DOCUMENT SEGMENT:
How many voices can I use in one project?

No hard limit on the number of speakers. Each gets their own voice profile. Dialogue batch mode batches up to 10 unique voices per API call; larger casts auto-split across batches.

Can I fine-tune how a voice sounds?

Yes. Each voice profile has independent sliders for stability, similarity boost, style exaggeration, and speed, plus a speaker boost toggle. v3 models use a simplified control set.

What are expression tags?

ElevenLabs v3 audio directives that control how a voice performs a line — like [happy], [whispers], [laughs], [sighs]. Place them inline in dialogue text. Stack tags for complex emotions ([angry][laughing]). Write custom descriptive tags like [trying to sound brave] — v3 interprets natural language in brackets.

Can I add expression tags to an existing script?

Yes. Use Enhance Expression Tags from the toolbar (or long-press a single turn). The app uses Apple Intelligence on-device when available, or falls back to your configured AI provider (OpenAI or Claude). Suggestions are context-aware — surrounding dialogue informs each tag. Review each before applying.

What modifiers can I add to SFX and music tags?

@underlay plays the audio under dialogue instead of sequentially. volume=0.3 sets underlay volume (0–1). loop generates seamless looping audio. influence=0.8 controls how literally the AI interprets the prompt (0–1). Example: [SFX: rain on windows (5s) @underlay volume=0.3 loop].

What if generation fails or I cancel it?

TASKS AND EXERCISES:
A: According to the FAQ, how many unique voices can dialogue batch mode handle per API call?
B: Duplicate the FAQ text from "How many voices" to "auto-split across batches.".

RECORD EXCERPTS:
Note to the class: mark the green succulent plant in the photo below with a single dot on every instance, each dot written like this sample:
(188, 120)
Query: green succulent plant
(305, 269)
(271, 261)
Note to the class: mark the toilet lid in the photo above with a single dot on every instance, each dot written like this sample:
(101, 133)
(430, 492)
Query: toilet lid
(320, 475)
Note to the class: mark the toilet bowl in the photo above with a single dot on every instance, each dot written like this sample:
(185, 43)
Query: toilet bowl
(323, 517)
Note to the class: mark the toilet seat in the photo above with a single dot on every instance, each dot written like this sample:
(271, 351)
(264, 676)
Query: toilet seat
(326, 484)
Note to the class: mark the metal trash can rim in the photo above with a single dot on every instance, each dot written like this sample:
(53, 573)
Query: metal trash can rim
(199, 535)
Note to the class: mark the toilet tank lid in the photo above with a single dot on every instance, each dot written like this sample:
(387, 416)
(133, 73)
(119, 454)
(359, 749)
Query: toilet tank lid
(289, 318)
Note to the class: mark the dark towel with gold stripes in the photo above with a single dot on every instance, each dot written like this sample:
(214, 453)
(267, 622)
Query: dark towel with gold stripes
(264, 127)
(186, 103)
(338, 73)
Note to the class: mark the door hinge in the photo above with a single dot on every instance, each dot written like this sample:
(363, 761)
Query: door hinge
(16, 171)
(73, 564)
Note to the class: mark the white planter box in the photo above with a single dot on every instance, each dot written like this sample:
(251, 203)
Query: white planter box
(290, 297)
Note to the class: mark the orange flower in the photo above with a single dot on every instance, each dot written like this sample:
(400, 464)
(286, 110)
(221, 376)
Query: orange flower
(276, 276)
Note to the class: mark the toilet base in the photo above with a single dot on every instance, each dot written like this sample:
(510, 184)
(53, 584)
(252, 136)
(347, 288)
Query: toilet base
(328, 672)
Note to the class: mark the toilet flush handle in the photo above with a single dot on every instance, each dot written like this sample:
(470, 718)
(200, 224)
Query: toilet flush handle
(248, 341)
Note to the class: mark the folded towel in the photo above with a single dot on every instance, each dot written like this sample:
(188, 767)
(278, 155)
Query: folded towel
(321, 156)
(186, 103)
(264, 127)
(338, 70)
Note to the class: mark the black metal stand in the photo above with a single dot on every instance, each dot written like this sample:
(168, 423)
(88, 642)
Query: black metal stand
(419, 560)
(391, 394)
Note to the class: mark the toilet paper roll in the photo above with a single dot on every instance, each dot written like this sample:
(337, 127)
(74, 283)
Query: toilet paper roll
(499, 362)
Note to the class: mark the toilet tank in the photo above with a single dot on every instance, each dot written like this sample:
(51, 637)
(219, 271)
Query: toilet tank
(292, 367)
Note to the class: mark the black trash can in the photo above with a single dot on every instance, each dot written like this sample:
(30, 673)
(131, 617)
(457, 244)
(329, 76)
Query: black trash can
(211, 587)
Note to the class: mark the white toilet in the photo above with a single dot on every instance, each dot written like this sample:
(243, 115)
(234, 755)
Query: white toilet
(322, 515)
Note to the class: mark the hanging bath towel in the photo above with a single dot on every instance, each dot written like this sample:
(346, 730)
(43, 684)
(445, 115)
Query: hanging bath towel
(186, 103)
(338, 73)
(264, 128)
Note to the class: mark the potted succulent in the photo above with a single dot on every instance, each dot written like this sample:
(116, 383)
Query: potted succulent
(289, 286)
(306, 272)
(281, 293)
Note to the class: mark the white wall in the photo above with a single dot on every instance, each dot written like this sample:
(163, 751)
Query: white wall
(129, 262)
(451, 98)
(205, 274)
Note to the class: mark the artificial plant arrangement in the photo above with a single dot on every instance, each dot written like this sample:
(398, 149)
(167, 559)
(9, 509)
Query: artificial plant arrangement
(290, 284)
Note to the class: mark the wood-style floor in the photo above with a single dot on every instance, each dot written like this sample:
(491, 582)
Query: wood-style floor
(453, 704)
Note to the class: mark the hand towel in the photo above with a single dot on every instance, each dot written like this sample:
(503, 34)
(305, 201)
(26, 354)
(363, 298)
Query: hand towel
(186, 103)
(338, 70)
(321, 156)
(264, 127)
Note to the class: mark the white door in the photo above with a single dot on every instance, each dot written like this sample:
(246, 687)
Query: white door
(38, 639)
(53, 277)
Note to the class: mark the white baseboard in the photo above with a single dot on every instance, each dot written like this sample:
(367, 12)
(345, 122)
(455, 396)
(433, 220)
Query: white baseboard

ANSWERS PROVIDED:
A: Up to 10 unique voices per API call.

B:
How many voices can I use in one project?

No hard limit on the number of speakers. Each gets their own voice profile. Dialogue batch mode batches up to 10 unique voices per API call; larger casts auto-split across batches.